■ **Requirements**
- a) According to the reader comments, whose sacrifice does Bea Edwards say gave the story its ending?
- b) From the reader comments, copy the part that opens with the words containing "Allison Egley 02/16/14" and closes with "Thanks for sharing.".
- c) Summarize the reader comments in two sentences.

■ **Extracted text**
-----
Allison Egley 02/16/14
Oh, this is good. I'm glad there was redemption, in multiple ways, at the end. Nice job with this.
Camille (C D) Swanson 02/18/14
Whoa! Very deep and dark story that thankfully, had a powerful message at the end.

Excellent writing!

GOd bless~
Brenda Rice 02/18/14
I'm overwhelmed by the dark side of this story.

You are creative and a good writer. Thanks for sharing.
Lillian Rhoades 02/19/14
Your opening sentence was a perfect "hook." You left some details for the reader to fill in, but sometimes that's a good thing. :-) The fourth paragraph raised a question as to whether the baby was the first to die of starvation, or the last because of the "would starve" rather than "starved" ;until I moved on to the next paragraph.

Your story was quite intense and vivid. Thank God it was fiction. ;-)
Bea Edwards 02/19/14
Your story was dark indeed but the redeeming sacrifice of Mrs. Cline gave it a fabulous ending. No dead end here!
Loved it.
Toni Hammer 02/20/14
I just re-read this and I found that I really, really enjoyed the ending. I love the fact that not all the ends were tied up and we're not sure what happened.
-----
■ **Dataset extract**
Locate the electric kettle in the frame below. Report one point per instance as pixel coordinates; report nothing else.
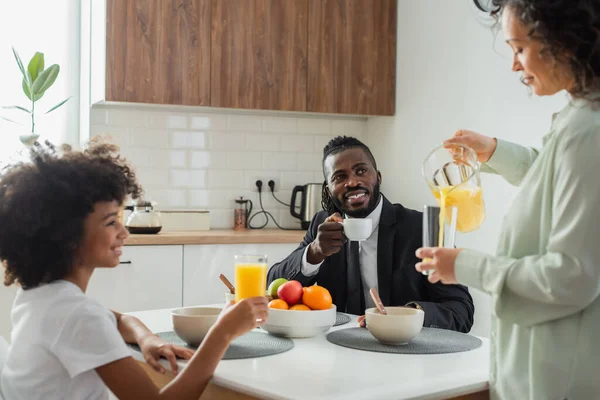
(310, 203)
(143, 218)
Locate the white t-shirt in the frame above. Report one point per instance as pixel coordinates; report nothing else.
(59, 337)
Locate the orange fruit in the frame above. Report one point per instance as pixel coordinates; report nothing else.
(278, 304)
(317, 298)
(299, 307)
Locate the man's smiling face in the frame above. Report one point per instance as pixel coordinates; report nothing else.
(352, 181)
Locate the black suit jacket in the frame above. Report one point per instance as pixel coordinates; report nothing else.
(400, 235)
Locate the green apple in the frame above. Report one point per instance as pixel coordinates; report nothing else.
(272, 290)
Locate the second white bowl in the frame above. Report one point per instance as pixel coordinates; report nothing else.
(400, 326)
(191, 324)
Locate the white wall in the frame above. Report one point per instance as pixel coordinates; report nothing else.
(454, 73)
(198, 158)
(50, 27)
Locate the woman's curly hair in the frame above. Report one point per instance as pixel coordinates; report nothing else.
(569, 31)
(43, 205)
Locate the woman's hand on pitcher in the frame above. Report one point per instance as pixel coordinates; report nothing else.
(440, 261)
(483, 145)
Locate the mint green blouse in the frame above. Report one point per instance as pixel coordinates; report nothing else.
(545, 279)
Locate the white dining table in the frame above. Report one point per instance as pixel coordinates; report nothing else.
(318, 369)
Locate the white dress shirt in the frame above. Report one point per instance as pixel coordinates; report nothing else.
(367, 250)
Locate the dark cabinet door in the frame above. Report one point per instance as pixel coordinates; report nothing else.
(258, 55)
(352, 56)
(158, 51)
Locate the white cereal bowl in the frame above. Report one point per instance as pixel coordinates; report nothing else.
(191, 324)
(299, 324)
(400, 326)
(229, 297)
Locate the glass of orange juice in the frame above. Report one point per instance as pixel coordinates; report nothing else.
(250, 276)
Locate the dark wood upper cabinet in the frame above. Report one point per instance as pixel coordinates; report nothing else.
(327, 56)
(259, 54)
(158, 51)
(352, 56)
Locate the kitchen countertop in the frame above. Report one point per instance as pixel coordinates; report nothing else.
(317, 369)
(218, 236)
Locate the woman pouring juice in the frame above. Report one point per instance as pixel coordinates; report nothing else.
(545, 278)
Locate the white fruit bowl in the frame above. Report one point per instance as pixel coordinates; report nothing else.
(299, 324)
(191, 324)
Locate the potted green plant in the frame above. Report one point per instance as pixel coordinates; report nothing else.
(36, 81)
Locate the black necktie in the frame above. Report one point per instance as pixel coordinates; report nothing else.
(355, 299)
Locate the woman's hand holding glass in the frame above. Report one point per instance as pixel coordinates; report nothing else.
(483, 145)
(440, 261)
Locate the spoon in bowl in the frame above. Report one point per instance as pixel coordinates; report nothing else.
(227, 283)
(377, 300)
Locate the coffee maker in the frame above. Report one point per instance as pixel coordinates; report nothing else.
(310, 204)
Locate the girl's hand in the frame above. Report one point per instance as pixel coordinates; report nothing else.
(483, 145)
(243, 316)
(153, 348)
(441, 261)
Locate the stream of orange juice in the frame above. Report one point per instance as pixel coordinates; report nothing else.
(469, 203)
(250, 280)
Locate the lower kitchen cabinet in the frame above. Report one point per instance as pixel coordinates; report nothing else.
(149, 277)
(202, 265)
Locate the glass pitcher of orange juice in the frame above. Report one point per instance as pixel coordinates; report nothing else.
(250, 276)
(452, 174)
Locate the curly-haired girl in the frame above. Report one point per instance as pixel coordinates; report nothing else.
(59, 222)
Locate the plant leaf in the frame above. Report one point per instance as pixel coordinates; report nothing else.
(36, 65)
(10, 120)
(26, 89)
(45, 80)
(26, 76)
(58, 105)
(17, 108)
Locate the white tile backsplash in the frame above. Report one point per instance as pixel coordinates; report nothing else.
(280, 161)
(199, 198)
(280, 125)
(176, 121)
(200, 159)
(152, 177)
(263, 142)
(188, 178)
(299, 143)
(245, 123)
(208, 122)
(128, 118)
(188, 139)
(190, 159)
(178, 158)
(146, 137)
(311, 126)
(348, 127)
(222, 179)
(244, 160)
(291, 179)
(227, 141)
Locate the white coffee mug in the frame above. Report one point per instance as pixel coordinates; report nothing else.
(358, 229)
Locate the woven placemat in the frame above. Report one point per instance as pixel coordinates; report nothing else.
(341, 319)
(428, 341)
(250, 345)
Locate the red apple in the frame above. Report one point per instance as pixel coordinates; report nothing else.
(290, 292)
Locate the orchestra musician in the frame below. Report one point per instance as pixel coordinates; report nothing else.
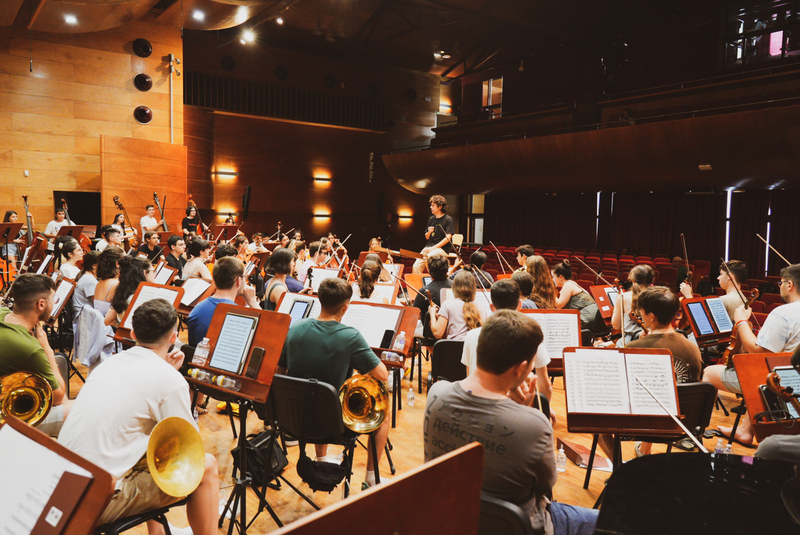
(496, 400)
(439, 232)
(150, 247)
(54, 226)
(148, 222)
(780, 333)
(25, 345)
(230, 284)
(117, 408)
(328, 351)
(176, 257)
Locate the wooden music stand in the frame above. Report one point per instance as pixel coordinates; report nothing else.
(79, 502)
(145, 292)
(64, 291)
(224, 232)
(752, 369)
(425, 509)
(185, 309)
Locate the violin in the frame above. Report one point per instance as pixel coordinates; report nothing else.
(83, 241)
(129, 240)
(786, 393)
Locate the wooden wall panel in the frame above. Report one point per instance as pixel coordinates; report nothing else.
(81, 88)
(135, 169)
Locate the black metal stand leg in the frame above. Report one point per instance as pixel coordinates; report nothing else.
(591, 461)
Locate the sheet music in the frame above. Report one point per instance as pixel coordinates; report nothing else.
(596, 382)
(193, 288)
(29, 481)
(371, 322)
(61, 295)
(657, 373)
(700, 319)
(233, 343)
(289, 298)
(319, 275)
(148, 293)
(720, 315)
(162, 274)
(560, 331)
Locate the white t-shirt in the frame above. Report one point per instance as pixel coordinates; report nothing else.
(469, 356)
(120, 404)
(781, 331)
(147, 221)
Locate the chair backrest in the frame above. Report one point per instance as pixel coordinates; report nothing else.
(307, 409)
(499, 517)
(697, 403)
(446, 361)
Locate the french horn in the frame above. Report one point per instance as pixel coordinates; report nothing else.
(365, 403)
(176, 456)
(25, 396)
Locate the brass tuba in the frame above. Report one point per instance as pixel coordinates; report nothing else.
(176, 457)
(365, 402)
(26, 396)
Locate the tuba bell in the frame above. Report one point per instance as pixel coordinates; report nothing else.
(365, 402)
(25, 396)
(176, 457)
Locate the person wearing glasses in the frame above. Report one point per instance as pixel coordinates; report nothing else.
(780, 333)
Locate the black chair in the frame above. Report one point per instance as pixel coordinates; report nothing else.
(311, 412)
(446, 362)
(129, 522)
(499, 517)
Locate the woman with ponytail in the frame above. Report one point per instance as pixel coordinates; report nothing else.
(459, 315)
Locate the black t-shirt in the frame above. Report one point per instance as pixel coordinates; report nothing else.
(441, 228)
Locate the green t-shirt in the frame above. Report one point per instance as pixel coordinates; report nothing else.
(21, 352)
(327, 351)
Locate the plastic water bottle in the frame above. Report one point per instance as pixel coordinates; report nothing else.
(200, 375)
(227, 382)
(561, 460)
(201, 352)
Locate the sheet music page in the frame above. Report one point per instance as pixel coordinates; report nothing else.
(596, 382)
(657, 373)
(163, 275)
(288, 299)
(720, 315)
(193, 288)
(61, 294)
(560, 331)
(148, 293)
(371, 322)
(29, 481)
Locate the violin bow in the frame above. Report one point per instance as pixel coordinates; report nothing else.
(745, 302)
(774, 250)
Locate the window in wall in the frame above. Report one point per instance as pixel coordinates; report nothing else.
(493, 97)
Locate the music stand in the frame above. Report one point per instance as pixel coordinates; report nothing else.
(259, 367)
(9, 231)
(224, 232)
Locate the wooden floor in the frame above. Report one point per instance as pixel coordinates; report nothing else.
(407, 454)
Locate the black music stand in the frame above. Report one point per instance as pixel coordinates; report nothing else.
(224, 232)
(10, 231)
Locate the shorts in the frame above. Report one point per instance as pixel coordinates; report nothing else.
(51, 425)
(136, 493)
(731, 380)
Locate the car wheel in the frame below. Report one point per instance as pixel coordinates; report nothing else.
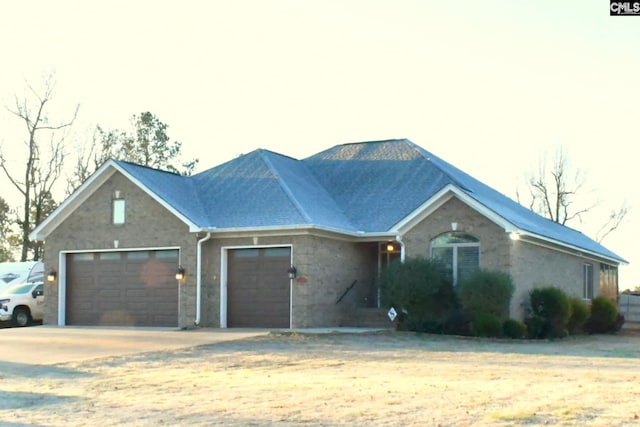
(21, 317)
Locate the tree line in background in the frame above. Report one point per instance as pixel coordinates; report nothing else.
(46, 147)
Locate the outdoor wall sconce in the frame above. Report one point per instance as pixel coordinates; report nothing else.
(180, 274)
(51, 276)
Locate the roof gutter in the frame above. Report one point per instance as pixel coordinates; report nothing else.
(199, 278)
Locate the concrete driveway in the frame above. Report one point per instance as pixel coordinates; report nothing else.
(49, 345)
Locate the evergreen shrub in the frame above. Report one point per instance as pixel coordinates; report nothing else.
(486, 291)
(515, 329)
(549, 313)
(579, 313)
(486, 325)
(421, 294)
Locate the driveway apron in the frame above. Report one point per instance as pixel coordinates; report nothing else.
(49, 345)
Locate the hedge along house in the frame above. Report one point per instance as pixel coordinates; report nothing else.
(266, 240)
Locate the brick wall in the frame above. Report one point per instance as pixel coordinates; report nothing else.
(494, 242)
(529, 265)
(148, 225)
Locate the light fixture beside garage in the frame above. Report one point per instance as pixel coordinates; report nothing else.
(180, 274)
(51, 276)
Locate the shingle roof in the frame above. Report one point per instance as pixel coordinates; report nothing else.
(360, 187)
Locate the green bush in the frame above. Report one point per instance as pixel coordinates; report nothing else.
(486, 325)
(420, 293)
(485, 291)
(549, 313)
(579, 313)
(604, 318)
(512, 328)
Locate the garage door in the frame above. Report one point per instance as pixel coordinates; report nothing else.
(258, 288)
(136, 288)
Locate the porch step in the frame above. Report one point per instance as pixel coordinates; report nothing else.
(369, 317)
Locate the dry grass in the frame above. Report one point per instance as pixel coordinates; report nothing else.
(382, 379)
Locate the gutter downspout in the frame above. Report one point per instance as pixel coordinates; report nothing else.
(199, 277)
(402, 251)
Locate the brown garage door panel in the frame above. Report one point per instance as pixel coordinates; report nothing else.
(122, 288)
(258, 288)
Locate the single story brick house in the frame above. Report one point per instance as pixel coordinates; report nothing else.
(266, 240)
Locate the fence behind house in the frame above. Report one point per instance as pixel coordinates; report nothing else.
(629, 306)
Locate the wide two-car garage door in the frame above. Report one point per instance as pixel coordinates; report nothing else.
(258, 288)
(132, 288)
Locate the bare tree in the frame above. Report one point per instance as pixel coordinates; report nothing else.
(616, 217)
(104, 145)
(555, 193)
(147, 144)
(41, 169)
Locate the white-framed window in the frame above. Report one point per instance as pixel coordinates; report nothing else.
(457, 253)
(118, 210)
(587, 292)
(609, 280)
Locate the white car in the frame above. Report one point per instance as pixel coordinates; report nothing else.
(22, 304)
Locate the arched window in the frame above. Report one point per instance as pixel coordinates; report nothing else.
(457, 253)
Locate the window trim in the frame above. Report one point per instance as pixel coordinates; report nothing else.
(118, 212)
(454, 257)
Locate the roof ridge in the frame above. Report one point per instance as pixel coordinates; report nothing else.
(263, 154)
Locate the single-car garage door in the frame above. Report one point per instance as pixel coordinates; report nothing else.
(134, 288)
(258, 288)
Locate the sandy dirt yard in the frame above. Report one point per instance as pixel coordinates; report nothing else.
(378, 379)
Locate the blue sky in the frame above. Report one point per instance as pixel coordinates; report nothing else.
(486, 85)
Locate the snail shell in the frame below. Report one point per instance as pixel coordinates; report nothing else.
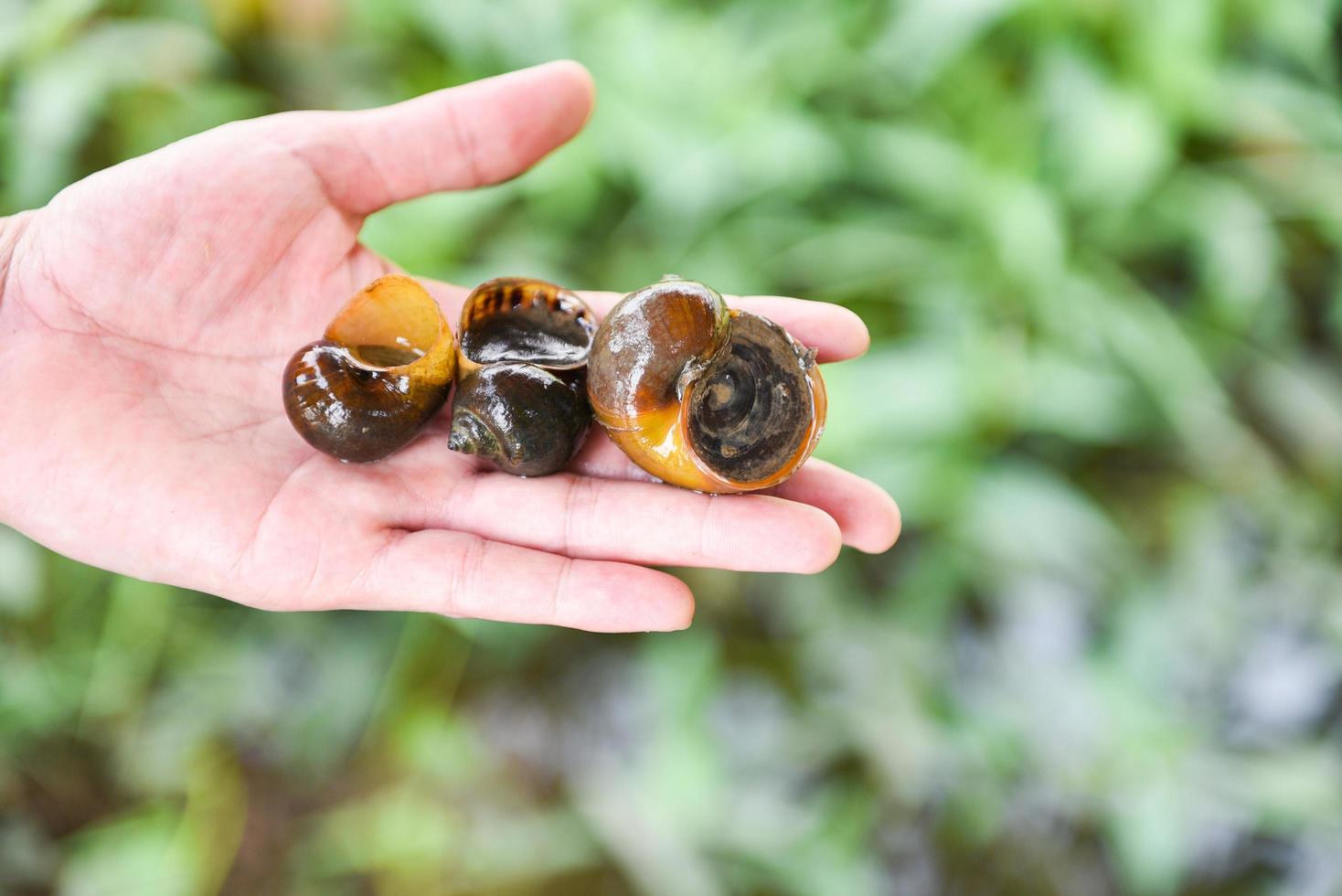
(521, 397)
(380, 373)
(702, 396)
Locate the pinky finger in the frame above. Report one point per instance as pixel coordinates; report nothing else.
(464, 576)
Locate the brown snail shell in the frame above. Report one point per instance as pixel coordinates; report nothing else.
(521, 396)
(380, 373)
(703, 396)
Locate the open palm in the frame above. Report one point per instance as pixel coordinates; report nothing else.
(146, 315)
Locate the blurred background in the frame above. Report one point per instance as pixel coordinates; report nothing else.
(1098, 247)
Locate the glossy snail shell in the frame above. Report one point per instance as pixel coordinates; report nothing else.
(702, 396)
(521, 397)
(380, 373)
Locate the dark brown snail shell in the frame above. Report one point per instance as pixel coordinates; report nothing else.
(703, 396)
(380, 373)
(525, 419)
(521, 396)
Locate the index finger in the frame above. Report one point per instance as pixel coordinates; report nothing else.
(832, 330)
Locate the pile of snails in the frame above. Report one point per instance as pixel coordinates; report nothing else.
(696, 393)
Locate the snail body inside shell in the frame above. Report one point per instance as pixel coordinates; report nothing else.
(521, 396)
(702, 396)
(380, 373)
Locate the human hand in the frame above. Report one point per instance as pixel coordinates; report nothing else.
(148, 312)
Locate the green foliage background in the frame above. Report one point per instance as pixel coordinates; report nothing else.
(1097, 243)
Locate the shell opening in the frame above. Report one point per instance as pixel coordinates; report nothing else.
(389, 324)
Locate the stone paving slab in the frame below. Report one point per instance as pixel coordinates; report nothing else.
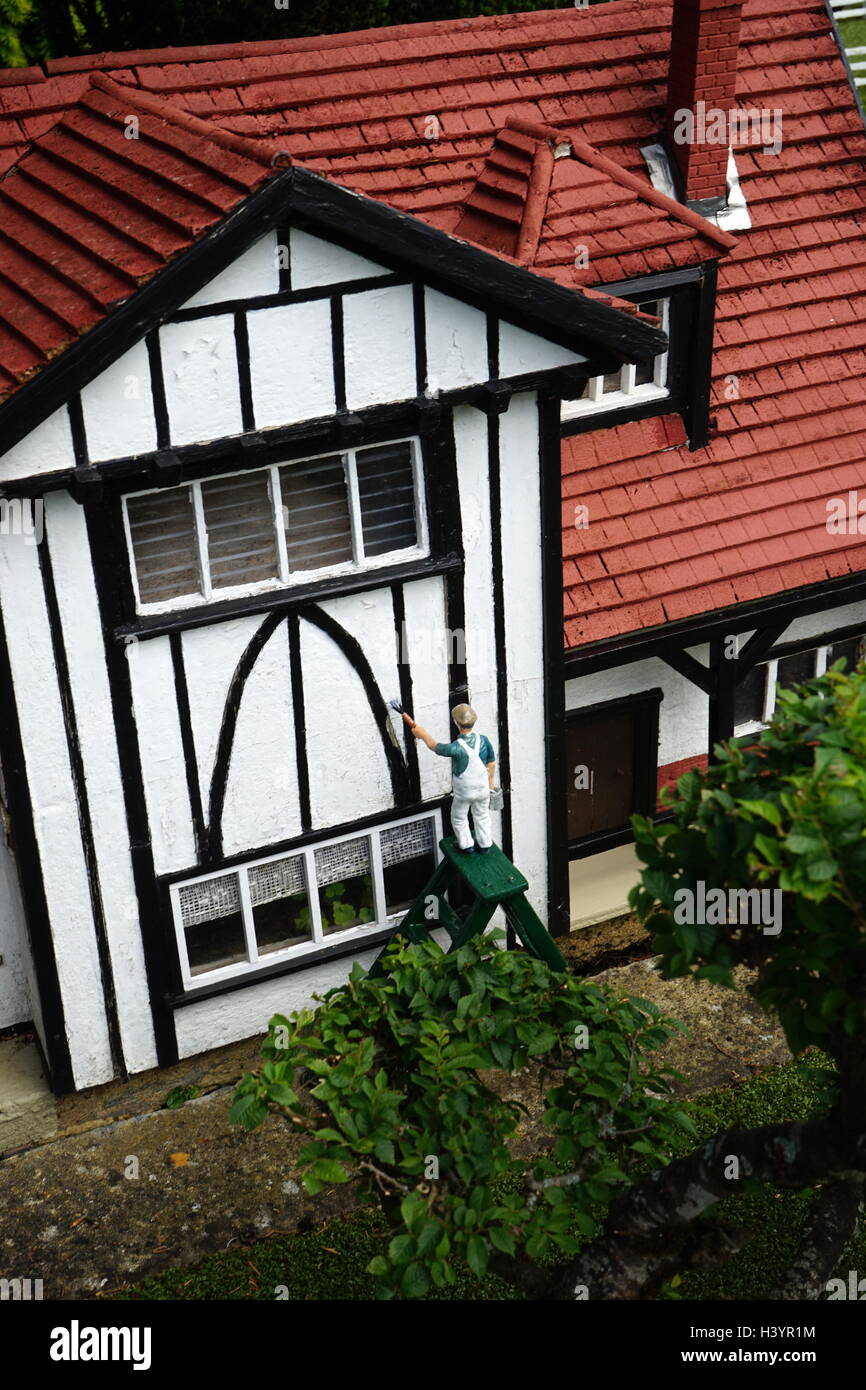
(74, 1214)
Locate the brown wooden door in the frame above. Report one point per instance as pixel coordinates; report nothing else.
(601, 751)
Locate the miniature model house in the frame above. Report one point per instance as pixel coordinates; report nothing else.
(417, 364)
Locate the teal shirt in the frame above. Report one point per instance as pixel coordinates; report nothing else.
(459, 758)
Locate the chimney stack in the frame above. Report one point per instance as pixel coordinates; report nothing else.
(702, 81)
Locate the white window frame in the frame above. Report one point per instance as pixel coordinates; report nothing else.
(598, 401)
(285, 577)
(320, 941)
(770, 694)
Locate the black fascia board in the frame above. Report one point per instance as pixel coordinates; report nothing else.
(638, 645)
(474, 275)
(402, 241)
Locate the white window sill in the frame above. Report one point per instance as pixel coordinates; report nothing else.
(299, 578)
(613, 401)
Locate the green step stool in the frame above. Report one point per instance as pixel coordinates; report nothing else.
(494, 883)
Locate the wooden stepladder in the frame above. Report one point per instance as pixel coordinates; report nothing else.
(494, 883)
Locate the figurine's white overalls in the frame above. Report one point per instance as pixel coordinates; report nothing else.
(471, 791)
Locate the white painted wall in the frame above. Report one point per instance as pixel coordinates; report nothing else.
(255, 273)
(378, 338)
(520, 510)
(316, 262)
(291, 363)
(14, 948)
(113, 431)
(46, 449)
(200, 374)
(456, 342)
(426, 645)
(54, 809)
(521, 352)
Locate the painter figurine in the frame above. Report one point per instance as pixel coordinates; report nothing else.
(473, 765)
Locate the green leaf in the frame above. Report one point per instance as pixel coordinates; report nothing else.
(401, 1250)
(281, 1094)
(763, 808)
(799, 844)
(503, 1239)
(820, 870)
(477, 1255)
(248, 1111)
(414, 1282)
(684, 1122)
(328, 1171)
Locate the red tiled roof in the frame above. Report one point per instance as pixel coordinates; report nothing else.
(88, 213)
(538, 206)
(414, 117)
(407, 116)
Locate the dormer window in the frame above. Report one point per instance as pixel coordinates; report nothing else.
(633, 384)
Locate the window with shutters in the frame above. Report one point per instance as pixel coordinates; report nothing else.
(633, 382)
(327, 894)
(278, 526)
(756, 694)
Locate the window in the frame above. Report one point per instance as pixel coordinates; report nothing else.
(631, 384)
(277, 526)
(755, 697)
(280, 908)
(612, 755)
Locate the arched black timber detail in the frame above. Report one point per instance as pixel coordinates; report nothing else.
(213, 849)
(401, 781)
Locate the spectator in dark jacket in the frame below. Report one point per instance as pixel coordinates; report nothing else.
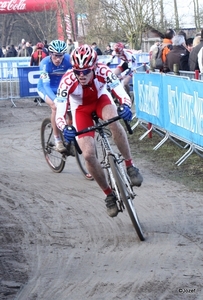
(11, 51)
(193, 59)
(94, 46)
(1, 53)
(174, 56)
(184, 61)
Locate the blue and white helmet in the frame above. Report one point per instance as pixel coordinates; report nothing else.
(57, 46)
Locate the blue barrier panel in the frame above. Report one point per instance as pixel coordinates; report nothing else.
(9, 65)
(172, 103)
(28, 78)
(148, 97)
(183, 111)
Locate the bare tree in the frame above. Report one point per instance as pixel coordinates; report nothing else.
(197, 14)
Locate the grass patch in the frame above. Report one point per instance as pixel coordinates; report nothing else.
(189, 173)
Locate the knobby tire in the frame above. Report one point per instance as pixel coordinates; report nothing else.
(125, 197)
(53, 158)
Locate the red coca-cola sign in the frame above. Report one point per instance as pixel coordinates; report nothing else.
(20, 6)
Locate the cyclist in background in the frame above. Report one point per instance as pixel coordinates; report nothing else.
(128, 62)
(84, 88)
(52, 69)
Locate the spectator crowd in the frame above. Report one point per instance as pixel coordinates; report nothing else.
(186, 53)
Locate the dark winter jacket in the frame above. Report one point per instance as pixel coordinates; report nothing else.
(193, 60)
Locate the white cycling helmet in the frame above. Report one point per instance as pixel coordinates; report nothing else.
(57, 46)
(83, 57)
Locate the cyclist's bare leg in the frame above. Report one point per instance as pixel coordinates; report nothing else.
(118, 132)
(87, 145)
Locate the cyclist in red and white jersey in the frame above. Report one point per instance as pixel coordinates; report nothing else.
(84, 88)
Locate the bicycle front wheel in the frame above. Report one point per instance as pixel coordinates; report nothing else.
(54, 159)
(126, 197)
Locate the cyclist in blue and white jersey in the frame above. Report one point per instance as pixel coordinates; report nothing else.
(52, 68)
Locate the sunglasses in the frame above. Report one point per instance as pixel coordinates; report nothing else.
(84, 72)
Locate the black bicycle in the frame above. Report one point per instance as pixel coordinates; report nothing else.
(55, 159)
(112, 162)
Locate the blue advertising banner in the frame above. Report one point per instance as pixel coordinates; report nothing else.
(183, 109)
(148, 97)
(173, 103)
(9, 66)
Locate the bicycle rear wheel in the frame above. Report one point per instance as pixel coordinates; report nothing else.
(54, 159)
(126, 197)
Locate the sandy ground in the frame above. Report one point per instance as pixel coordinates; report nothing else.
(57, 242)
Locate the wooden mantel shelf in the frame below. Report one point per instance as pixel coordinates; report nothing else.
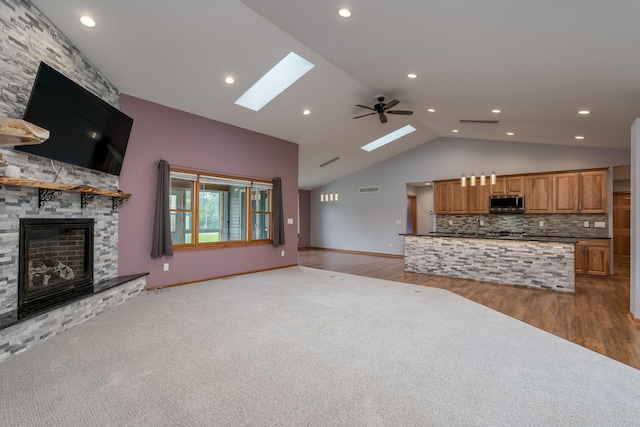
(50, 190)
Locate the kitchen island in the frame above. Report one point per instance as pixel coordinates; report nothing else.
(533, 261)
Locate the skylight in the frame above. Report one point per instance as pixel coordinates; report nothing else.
-----
■ **Per-task outputs**
- a) Mrs. Cline's.

- b)
Allison Egley 02/16/14
Oh, this is good. I'm glad there was redemption, in multiple ways, at the end. Nice job with this.
Camille (C D) Swanson 02/18/14
Whoa! Very deep and dark story that thankfully, had a powerful message at the end.

Excellent writing!

GOd bless~
Brenda Rice 02/18/14
I'm overwhelmed by the dark side of this story.

You are creative and a good writer. Thanks for sharing.

- c) Readers describe the story as dark and intense, and several praise its writing and its redemptive or powerful ending. One reader notes that the fourth paragraph briefly raised a question about the baby's death by starvation, and another enjoys that not all the ends were tied up.